11/15/53

How to Make an Investment

Scripture: Matthew 6: 14-24

Text: Matthew 6: 19-21

During World War II many folk put small amounts of savings into US government savings stamps which, when accumulated, could be turned into Defense Bonds. Many more purchased defense bonds directly and regularly. We are still invited and urged to buy US Savings bonds on a regular plan. That is an investment that seems as solid as our national government itself.

We suppose that an investment may be made (1) in order to secure a reasonable return in interest from the work that the money so saved can earn. Or perhaps we make an investment (2) simply to save some of our resources for a possible rainy day. Or we invest in some enterprise, hoping that it will grow so successfully as to (3) add to, or even multiply our capital.

There is another (4) kind of investment that we can make that is for the sheer satisfaction of seeing something of great good accomplished. There are people who invest money, and sometimes time and many kinds of thoughtfulness, in the education of some young person who seems to have promise of great usefulness to the world. The only return for the money one puts into that kind of investment is in the satisfaction of seeing the young man or woman make a good constructive thing of living. There is a satisfying sense in which we can take that kind of investment with us wherever we go and clear into the great beyond after this mortal life.

Fifteen years ago, a play was running on Broadway in New York City -- and soon in many other communities -- written by Moss Hart and George S. Kaufman, entitled, “You Can’t Take It With You.” A cast of seniors in Lincoln High School put on a performance of that play here in Wisconsin Rapids a couple of years ago. You probably recall that the story is a rollicking comedy with a serious note running through it. A “family” of more or less irresponsible folk, not all related by ties of blood, lived together in a common apartment in New York, each doing just as he or she wanted to do with no desire to have the others conform. One taught ballet dancing, and another tried to learn ballet; one played the xylophone and another made fireworks; one wrote fiction and another cooked when she felt like it. Things went along in a way quite satisfactory for all, until the attractive daughter fell in love with the son of a wealthy family whose business was on Wall Street.

Supplied material:
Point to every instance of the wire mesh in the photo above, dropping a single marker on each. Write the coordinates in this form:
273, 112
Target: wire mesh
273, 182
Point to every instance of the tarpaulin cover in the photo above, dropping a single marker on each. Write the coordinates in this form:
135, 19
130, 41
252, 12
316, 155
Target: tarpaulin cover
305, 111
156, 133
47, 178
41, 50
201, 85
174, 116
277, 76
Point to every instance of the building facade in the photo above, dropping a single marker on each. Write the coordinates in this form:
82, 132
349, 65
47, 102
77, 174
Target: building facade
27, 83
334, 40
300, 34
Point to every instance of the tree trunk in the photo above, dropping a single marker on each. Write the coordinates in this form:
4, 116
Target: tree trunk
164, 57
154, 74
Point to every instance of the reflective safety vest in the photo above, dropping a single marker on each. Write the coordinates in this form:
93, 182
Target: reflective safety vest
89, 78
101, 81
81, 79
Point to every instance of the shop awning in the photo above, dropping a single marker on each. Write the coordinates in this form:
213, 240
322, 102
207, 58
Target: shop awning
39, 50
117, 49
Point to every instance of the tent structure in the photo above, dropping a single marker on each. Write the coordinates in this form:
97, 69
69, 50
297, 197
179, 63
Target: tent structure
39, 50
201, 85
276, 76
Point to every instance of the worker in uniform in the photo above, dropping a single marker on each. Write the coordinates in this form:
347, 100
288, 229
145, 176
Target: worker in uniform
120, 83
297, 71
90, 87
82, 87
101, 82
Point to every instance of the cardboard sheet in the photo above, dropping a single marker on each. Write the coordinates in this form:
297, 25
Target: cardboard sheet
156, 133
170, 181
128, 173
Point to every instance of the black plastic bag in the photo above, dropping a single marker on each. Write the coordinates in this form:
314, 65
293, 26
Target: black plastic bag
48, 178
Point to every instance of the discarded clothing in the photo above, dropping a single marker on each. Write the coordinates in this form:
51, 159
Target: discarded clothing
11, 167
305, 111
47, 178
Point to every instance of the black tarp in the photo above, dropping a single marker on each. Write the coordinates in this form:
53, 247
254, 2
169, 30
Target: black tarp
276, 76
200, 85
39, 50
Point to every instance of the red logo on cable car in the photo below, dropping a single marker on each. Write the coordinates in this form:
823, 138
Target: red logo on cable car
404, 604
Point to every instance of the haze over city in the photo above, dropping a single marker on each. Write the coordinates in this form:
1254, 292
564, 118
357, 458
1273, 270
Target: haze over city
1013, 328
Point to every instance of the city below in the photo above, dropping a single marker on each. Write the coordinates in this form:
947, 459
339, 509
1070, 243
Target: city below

Given request 1: Render the rows as a numbered list, from the line containing "Point to every instance of the worker" up to and including the last line of the rows, leaving out any blank lines.
Given request 2: Carry the sermon on investment forward from its last sentence.
The sermon and the rows are unrelated to each other.

Output 1:
1. Point to every instance of the worker in uniform in the photo above, dropping a single marker on each. Write the coordinates in this form:
2. 347, 100
3. 288, 229
4. 145, 176
5. Target: worker in uniform
6. 120, 83
7. 297, 71
8. 90, 87
9. 82, 87
10. 101, 82
11. Point to every instance of the cardboard sheet in the photo above, dropping a single marker on each. Write the coordinates in this form:
12. 297, 25
13. Target: cardboard sheet
14. 156, 133
15. 170, 181
16. 128, 173
17. Point to every instance of the black plastic bag in the photo above, dropping a single marker on each. Write the coordinates in this form:
18. 314, 65
19. 293, 26
20. Target: black plastic bag
21. 48, 178
22. Point to every instance of the discarded clothing in the photo above, dropping a single marker on each. Write the coordinates in this form:
23. 51, 159
24. Target: discarded clothing
25. 11, 167
26. 305, 111
27. 47, 178
28. Point to every instance of the black tarp in the photo above, dropping a single marker on each. Write the coordinates in this form:
29. 53, 247
30. 254, 2
31. 169, 30
32. Target: black tarp
33. 276, 76
34. 200, 85
35. 39, 50
36. Point to every instance of the red logo on cable car in the photo below, dropping a single marker on each. Write the coordinates in this form:
37. 823, 138
38. Target: red logo on cable car
39. 404, 604
40. Point to every instance of the haze over city in the photo above, dropping a single marker on each. Write the coordinates in this form:
41. 1254, 292
42. 564, 118
43. 357, 458
44. 1273, 270
45. Target: haze over city
46. 1013, 328
47. Point to every instance of the city below in the photo above, dropping a single marker on each. Write the coordinates in this form:
48. 947, 459
49. 339, 509
50. 1070, 243
51. Target: city below

Output 2:
A ludicrous and revealing encounter between the two families came when the wealthy and fashionable Kirbys came to dinner at the Vanderhofs’. Only the son of the Kirbys had deliberately mixed the dates of the invitation. So the Kirbys arrived a day early, finding the Vanderhof household in the wildest and happiest kind of confusion, and blissfully unaware that they were to expect company that evening -- until the company arrived! In their very informal way, the Vanderhofs asked the visitors to stay, and sent out for some very plebeian food. Before the meal could be prepared, Mr. Kirby was felled to the floor by the Russian ballet teacher who was demonstrating a wrestling hold. The great financier’s dignity having been grossly affronted, he and his wife left without dinner, but they could not persuade their son to go with them.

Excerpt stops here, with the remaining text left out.